**MATERIAL SHOWN:**

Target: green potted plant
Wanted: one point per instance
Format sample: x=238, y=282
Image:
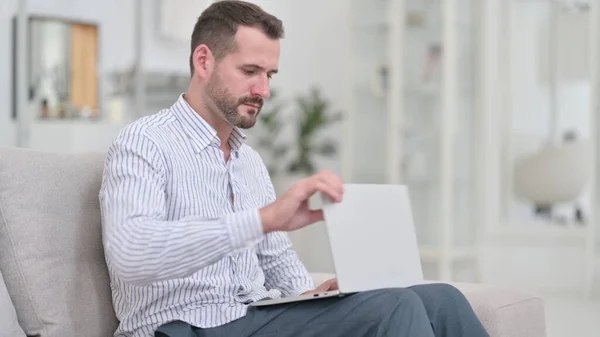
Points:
x=313, y=116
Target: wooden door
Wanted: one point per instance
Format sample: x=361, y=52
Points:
x=84, y=60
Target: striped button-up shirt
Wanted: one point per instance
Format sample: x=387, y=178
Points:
x=182, y=234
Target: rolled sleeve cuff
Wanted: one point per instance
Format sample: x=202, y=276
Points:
x=245, y=229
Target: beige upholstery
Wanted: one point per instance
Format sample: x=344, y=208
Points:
x=53, y=265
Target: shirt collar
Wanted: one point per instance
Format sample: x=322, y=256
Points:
x=202, y=133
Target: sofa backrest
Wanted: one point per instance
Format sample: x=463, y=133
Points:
x=51, y=252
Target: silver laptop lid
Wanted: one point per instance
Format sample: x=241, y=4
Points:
x=372, y=238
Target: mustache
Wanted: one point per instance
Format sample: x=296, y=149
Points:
x=252, y=100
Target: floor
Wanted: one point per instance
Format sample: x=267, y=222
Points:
x=572, y=317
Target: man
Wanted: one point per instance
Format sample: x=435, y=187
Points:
x=193, y=233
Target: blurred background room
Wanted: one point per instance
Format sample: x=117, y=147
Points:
x=487, y=109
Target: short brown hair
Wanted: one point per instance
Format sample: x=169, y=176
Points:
x=217, y=25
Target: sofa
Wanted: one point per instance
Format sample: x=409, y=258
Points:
x=53, y=276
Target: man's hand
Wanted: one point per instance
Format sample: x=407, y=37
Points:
x=291, y=212
x=326, y=286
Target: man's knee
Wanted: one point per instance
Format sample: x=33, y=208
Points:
x=388, y=300
x=442, y=294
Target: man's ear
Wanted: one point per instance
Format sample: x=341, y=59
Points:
x=203, y=60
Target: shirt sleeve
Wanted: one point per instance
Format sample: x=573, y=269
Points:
x=140, y=245
x=283, y=270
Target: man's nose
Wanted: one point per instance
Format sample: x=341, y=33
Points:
x=262, y=89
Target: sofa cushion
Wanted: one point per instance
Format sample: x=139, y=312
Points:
x=9, y=325
x=506, y=312
x=51, y=252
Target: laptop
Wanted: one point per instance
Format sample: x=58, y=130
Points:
x=373, y=241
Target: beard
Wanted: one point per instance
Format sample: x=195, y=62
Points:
x=227, y=104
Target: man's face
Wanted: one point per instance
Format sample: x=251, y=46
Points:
x=240, y=81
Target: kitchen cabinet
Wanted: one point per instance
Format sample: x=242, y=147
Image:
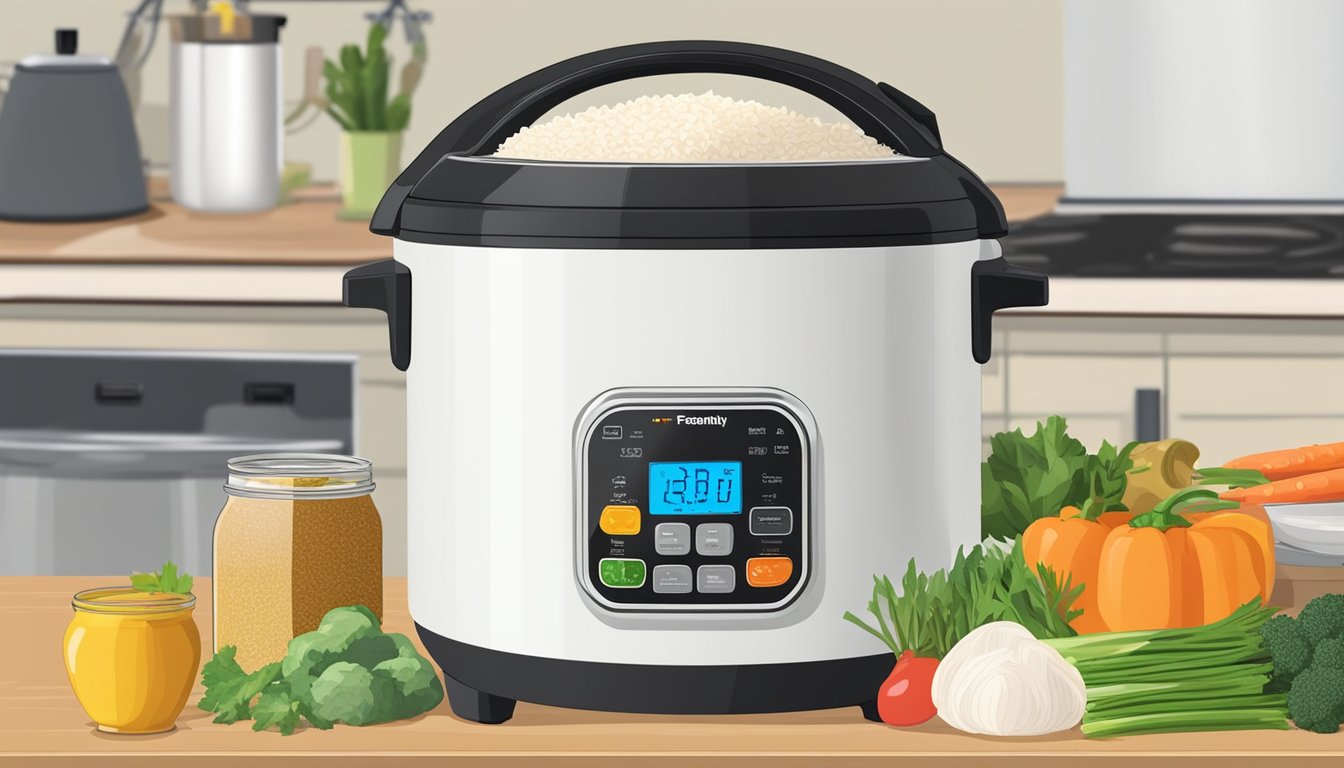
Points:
x=1233, y=386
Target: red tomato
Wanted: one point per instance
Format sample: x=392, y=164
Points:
x=906, y=697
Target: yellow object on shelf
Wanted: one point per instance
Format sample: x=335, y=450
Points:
x=132, y=657
x=226, y=12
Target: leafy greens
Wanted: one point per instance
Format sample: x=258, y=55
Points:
x=347, y=671
x=930, y=612
x=1028, y=478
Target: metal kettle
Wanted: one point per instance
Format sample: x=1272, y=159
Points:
x=67, y=140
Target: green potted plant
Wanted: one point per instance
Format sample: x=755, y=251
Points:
x=371, y=124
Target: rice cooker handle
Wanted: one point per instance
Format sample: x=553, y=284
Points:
x=385, y=285
x=995, y=284
x=880, y=110
x=855, y=96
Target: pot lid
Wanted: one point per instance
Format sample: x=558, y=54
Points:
x=457, y=193
x=66, y=57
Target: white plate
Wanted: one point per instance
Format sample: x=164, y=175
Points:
x=1311, y=527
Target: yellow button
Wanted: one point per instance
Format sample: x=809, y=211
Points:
x=769, y=570
x=620, y=521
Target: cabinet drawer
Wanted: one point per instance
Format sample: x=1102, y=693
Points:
x=1237, y=405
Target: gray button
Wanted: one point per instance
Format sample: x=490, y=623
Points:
x=715, y=579
x=672, y=538
x=671, y=579
x=770, y=521
x=714, y=538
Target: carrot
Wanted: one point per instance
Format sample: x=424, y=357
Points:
x=1293, y=462
x=1317, y=487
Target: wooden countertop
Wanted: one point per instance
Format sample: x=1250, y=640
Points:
x=304, y=233
x=40, y=724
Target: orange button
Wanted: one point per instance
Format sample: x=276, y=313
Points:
x=620, y=521
x=769, y=570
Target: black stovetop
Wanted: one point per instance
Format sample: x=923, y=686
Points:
x=1180, y=245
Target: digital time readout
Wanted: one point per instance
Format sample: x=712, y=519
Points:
x=695, y=487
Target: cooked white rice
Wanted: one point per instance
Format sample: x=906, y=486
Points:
x=691, y=128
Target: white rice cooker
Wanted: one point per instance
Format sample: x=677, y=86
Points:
x=667, y=421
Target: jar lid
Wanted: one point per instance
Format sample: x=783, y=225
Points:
x=127, y=600
x=299, y=476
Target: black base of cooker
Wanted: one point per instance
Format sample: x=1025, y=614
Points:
x=484, y=685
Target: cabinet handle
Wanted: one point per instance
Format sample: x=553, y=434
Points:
x=1148, y=414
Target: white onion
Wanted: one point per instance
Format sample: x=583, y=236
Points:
x=1001, y=681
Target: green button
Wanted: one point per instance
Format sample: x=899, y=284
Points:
x=621, y=573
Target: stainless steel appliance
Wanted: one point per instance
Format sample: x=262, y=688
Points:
x=113, y=462
x=1202, y=139
x=226, y=119
x=67, y=139
x=671, y=404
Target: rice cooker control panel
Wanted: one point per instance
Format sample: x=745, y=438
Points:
x=695, y=507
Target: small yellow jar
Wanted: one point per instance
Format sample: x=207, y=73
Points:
x=132, y=657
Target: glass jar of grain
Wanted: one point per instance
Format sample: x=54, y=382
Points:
x=299, y=537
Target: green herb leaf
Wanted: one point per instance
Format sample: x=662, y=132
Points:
x=276, y=708
x=229, y=689
x=167, y=580
x=1160, y=521
x=932, y=612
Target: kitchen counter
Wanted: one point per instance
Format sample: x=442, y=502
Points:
x=40, y=724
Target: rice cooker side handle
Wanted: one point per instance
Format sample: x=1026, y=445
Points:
x=995, y=284
x=385, y=285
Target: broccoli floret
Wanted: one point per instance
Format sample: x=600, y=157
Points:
x=1323, y=618
x=348, y=693
x=1289, y=647
x=1316, y=700
x=1329, y=654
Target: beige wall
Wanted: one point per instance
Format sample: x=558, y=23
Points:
x=991, y=69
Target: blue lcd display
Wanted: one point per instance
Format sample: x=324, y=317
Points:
x=695, y=487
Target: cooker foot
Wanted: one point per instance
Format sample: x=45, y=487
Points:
x=870, y=710
x=477, y=706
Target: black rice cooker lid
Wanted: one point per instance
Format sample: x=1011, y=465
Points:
x=457, y=193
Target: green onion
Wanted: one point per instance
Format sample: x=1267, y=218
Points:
x=1164, y=681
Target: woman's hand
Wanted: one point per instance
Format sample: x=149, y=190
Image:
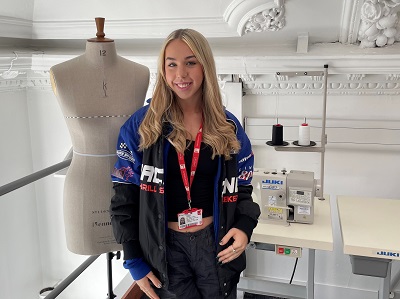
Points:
x=239, y=245
x=145, y=286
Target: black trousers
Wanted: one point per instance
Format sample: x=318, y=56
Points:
x=192, y=266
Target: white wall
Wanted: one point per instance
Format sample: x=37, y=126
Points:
x=21, y=9
x=20, y=271
x=124, y=10
x=350, y=169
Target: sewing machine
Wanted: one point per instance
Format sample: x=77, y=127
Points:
x=285, y=197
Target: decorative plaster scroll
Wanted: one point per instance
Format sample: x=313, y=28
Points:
x=379, y=23
x=272, y=19
x=255, y=15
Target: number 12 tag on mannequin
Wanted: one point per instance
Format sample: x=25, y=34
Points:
x=192, y=216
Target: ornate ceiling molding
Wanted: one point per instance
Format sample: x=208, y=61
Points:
x=255, y=84
x=372, y=23
x=379, y=23
x=352, y=84
x=255, y=15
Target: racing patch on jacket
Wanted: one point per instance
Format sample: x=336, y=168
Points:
x=124, y=153
x=152, y=179
x=123, y=173
x=229, y=190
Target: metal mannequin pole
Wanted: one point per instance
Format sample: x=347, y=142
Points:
x=110, y=256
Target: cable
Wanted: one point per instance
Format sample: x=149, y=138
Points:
x=294, y=270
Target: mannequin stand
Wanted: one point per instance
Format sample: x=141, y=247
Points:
x=110, y=256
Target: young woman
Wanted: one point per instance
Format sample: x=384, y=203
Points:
x=182, y=207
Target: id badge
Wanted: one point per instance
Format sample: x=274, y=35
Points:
x=189, y=218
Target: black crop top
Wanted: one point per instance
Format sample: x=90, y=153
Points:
x=202, y=189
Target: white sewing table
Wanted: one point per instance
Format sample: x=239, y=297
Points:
x=369, y=226
x=316, y=236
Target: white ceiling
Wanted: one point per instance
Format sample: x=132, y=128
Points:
x=351, y=36
x=141, y=23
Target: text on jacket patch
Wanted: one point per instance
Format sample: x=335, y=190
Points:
x=154, y=177
x=229, y=187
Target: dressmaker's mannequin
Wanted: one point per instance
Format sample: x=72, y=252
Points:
x=97, y=92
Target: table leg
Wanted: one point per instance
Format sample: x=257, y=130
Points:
x=310, y=275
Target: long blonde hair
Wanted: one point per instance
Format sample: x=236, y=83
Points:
x=164, y=108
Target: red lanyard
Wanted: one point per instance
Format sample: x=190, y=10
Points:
x=195, y=160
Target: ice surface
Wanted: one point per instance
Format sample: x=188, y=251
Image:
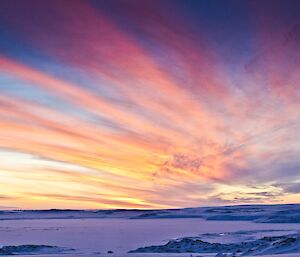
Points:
x=96, y=233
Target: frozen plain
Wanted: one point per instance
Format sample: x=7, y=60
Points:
x=123, y=231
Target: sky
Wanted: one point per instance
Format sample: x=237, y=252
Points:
x=149, y=104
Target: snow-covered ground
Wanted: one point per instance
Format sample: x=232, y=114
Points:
x=114, y=233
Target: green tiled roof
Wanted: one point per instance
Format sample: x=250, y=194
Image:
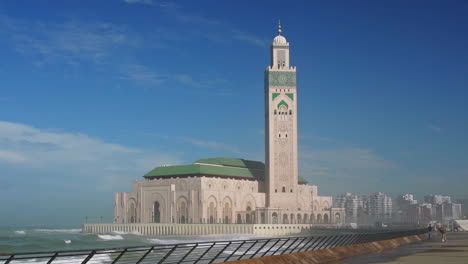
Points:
x=302, y=180
x=242, y=163
x=227, y=167
x=217, y=166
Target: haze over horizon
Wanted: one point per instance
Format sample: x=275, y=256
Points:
x=94, y=94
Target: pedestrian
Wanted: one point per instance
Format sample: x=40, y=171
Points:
x=442, y=231
x=429, y=231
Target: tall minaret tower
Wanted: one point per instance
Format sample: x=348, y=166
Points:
x=281, y=127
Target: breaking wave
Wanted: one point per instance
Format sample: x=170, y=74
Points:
x=76, y=230
x=204, y=238
x=126, y=233
x=110, y=237
x=96, y=259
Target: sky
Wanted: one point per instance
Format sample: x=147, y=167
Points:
x=94, y=94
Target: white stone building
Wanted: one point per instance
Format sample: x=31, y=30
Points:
x=353, y=205
x=380, y=207
x=228, y=191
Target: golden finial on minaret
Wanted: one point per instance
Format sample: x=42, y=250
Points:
x=279, y=27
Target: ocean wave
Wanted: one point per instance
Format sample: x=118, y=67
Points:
x=204, y=238
x=76, y=230
x=126, y=233
x=96, y=259
x=110, y=237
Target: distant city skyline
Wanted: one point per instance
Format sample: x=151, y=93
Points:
x=94, y=94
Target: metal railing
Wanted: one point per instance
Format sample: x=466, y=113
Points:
x=203, y=252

**TO BE DONE:**
Copy exactly the lines of the listing above, beginning at the line with "Target: white stone building" and ending at its final line; write out nothing else.

**ANSWER:**
Target: white stone building
Wanted: one point per instance
Format sample: x=31, y=30
Points:
x=353, y=205
x=380, y=207
x=228, y=191
Target: golden finial on minaret
Wanted: one point per instance
Format sample: x=42, y=250
Points:
x=279, y=27
Target: ocean wave
Wanted: one point per instance
Format sample: x=118, y=67
Points:
x=204, y=238
x=76, y=230
x=126, y=233
x=96, y=259
x=110, y=237
Target: distant city skyline
Wanted: one point per instance
Format sample: x=151, y=93
Points:
x=94, y=94
Target: metal railing
Wanted: one point per instance
Format sample: x=466, y=113
Points:
x=203, y=252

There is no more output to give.